Copy every entry below character for character, leaving out the pictures.

:: TASK INPUT ::

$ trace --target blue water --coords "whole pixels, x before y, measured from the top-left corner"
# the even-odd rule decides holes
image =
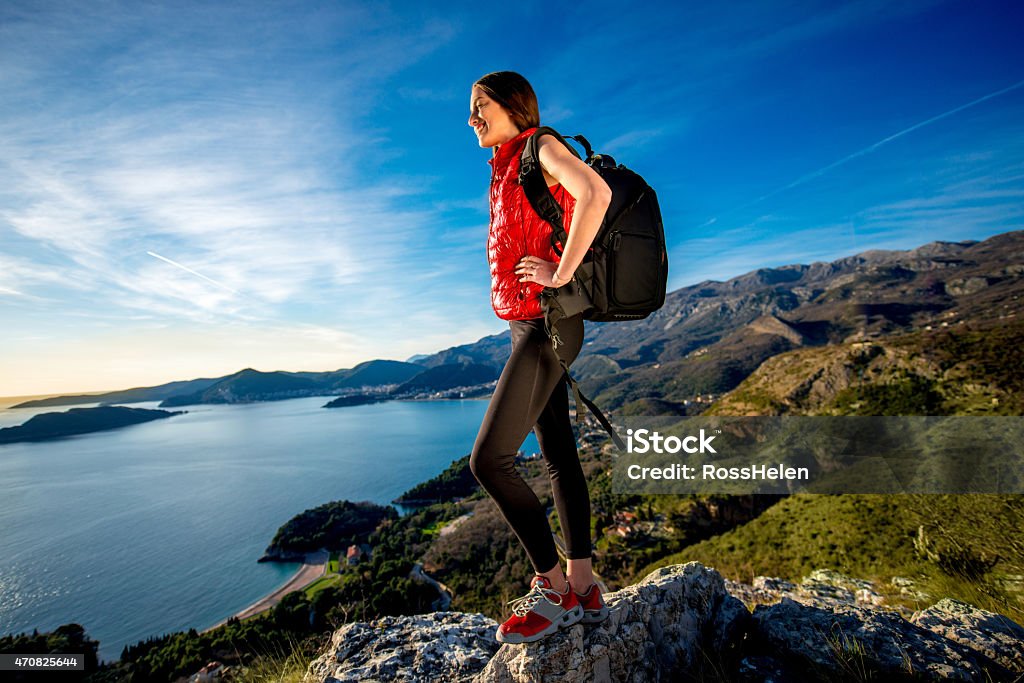
[[[327,400],[189,407],[0,445],[0,634],[75,622],[111,660],[148,636],[202,631],[296,571],[256,562],[278,527],[330,501],[389,503],[468,454],[487,405]],[[2,411],[0,427],[62,410]],[[538,450],[532,435],[523,450]]]

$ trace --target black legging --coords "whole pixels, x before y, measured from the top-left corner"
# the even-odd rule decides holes
[[[534,429],[551,478],[551,490],[569,559],[590,559],[590,492],[569,423],[562,368],[544,332],[544,319],[510,321],[512,354],[505,364],[473,445],[469,467],[526,549],[534,570],[550,571],[558,551],[541,502],[515,467],[515,456]],[[583,347],[583,316],[558,324],[566,365]]]

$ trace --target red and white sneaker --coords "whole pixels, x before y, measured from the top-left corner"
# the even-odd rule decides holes
[[[529,583],[529,593],[509,604],[512,616],[498,627],[496,634],[500,643],[531,643],[583,618],[583,605],[572,588],[567,586],[564,593],[559,593],[547,578],[540,575]]]
[[[575,593],[575,591],[572,592]],[[591,584],[586,593],[575,593],[575,596],[580,600],[580,604],[583,605],[583,618],[580,621],[584,624],[600,624],[611,613],[608,606],[604,604],[604,596],[601,595],[601,589],[597,587],[597,584]]]

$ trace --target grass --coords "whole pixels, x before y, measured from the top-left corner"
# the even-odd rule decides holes
[[[921,609],[951,597],[1022,623],[1024,596],[1001,583],[1024,573],[1024,549],[1012,541],[1022,515],[1024,497],[798,495],[639,575],[691,560],[745,583],[757,575],[799,583],[833,568],[872,582],[891,604]],[[897,575],[912,578],[927,601],[902,596],[890,584]]]
[[[299,642],[289,638],[286,643],[275,644],[273,649],[257,652],[248,666],[240,667],[231,673],[231,680],[238,683],[302,683],[309,664],[315,658],[326,643],[318,639]]]

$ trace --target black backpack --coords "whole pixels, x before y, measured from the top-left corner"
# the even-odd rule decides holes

:::

-- THE ANSWER --
$ trace --target blue water --coords "whole pixels, x before y, measured from the top-left corner"
# the even-odd rule decides holes
image =
[[[327,400],[189,407],[0,445],[0,634],[75,622],[111,660],[148,636],[202,631],[296,571],[256,562],[278,527],[330,501],[389,503],[468,454],[487,405]],[[2,411],[0,427],[62,410]],[[538,450],[532,435],[523,450]]]

$ trace --target black legging --coords "whole pixels, x before y, measured from the top-left corner"
# the even-odd rule decides holes
[[[534,429],[551,478],[551,490],[569,559],[590,559],[590,492],[569,423],[562,368],[544,332],[544,319],[510,321],[512,354],[505,364],[473,445],[469,467],[526,549],[534,570],[550,571],[558,551],[541,502],[515,467],[515,456]],[[583,347],[583,316],[558,324],[566,365]]]

$ trace --target red and white sneaker --coords "whole pixels, x before y, measured from the top-left corner"
# the even-odd rule decides holes
[[[529,583],[529,593],[509,604],[512,616],[498,627],[496,634],[500,643],[531,643],[583,618],[583,605],[572,588],[567,586],[564,593],[559,593],[547,578],[540,575]]]
[[[575,593],[575,591],[572,592]],[[591,584],[586,593],[575,593],[575,596],[580,600],[580,604],[583,605],[583,618],[580,621],[584,624],[600,624],[611,613],[608,606],[604,604],[604,596],[601,595],[601,589],[597,587],[597,584]]]

$ trace --target grass --coords "whole pixels, x before y, measured from the top-left corner"
# the even-odd rule decides holes
[[[921,609],[951,597],[1022,623],[1024,596],[1001,583],[1024,573],[1024,549],[1012,541],[1022,515],[1024,497],[798,495],[639,575],[691,560],[745,583],[757,575],[799,583],[833,568],[872,582],[891,604]],[[897,575],[912,578],[927,601],[902,596],[890,584]]]
[[[299,642],[289,638],[286,643],[275,644],[273,649],[257,652],[248,666],[240,667],[231,673],[231,680],[238,683],[302,683],[309,664],[315,658],[326,643],[318,639]]]

$ trace --target black backpack --coords "whole pixels, x before y, measured from the top-left corner"
# the even-odd rule decides holes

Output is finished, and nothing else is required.